▸ Source text
§ §

“Most people just tell me to get over it, as if it’s that easy,” said Sashana, a recent college grad. She hates when coworkers bring their dogs to work. “No one bothers to ask if anyone’s bothered by it.”
Sashana is black, and I asked her if she believed the commonly held stereotype that African Americans are more afraid of dogs than white people. “I wish that were true,” she replied, “because then I could go over to more of my friends’ houses.”
But sociologist Elijah Anderson did find some evidence of racial differences, at least among working-class whites and blacks. In his book Streetwise, about a diverse urban neighborhood in Philadelphia, he noticed that “many working-class blacks are easily intimidated by strange dogs, either on or off the leash.” He found that “as a general rule, when blacks encounter whites with dogs in tow, they tense up and give them a wide berth, watching them closely.”
Kevin Chapman, a clinical psychologist at the University of Louisville, noticed the same anxious behavior among many African Americans that Anderson found. Chapman also discovered that nobody had explicitly investigated the incidence of cynophobia in African American populations. So in 2008, he and several colleagues conducted the first of two studies looking at the prevalence of specific fears across racial groups.
Compared to non-Hispanic whites, they found that “African Americans in particular may endorse more fears and have higher rates of specific phobias” — particularly, of strange dogs. When we spoke, Chapman offered two possible reasons. First, many dogs in low-income urban areas are trained to be what he calls “you-better-stay-away-from-our-property” guards. Being wary of those dogs makes sense — many of them are scary. In addition, Chapman told me, there’s “the historical notion of what dogs have represented for black folks in America.” In the antebellum South, dogs were frequently used to capture escaped slaves (often by brutally mauling them), and during the civil rights era police dogs often attacked African Americans during marches or gatherings.

§ §

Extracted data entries
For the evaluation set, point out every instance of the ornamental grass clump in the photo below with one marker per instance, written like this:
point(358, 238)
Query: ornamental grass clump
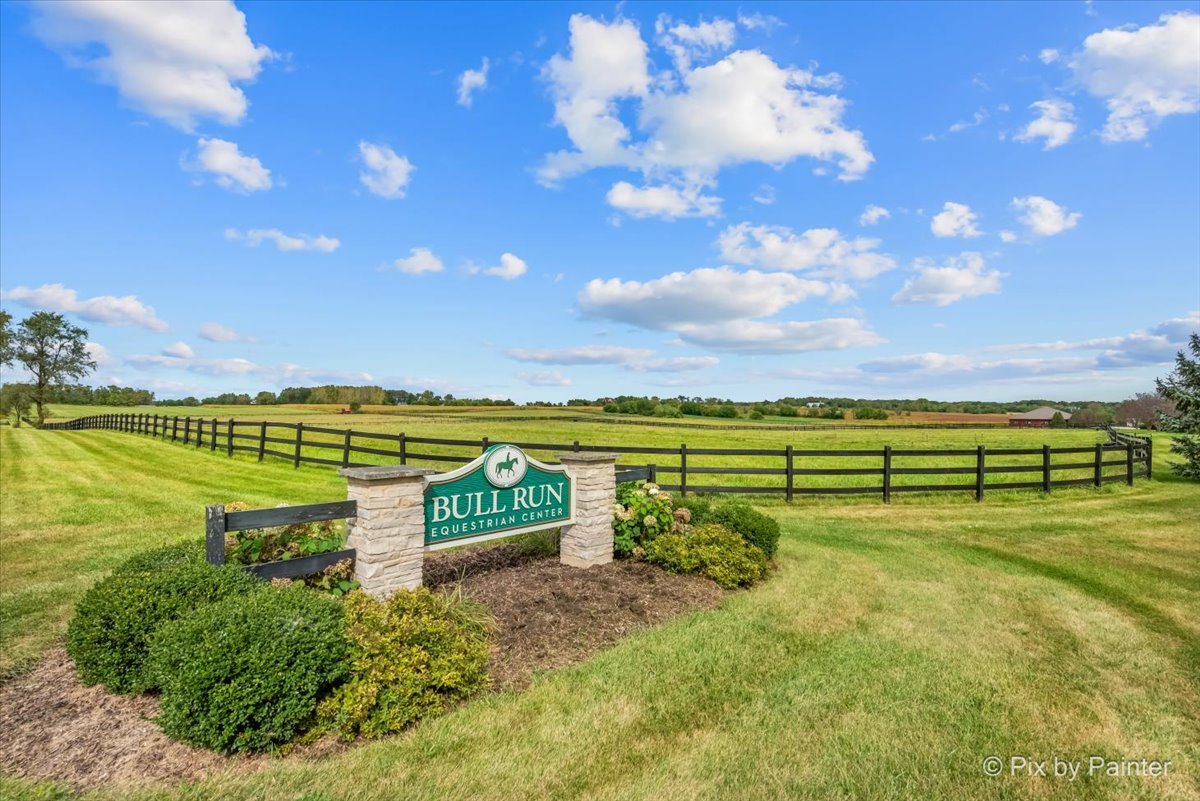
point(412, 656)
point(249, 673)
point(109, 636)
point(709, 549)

§ §

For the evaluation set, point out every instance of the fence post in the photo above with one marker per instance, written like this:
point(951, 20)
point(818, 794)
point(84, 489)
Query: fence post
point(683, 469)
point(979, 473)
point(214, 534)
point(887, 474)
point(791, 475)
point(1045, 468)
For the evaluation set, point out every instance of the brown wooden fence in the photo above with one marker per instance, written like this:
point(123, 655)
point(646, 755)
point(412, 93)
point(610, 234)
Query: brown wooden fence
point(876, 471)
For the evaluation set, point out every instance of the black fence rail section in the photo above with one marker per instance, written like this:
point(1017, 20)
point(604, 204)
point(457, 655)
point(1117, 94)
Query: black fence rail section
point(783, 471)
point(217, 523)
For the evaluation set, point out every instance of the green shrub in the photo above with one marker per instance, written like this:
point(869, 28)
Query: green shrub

§ §

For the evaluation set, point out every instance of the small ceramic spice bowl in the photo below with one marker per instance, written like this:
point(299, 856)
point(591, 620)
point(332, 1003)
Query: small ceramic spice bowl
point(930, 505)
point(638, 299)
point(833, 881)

§ §

▸ Exercise 1
Answer these questions about the passage on fear of dogs:
(a) What does Sashana hate her coworkers doing?
(b) In which city is the neighborhood that Elijah Anderson's book Streetwise describes?
(c) In what year did Kevin Chapman and his colleagues conduct the first of their two studies?
▸ Exercise 2
Please carry the passage on fear of dogs forward from its final sentence.

▸ Exercise result 1
(a) Bringing their dogs to work.
(b) Philadelphia.
(c) 2008.

▸ Exercise result 2
As Chapman and his colleagues wrote in their 2011 study, many African Americans were psychologically conditioned to fear dogs when the animals were used as tools of racial hostility toward the black community. That conditioned fear is transmittable through families, he explained, and has contributed hugely to a community-wide fear of canines.
But though it seems that African American history has fostered a fear of dogs among some blacks, cynophobia mostly affects people who are conditioned to fear dogs and are predisposed to anxiety. When coupled, Chapman explained, environmental conditioning and genetic predisposition are “powerful enough to make someone develop a significant or substantial clinical fear of anything.” And people who are that afraid — who have what Chapman calls “a legit phobia of dogs” — don’t discriminate between canines, regardless of how their fear is conditioned.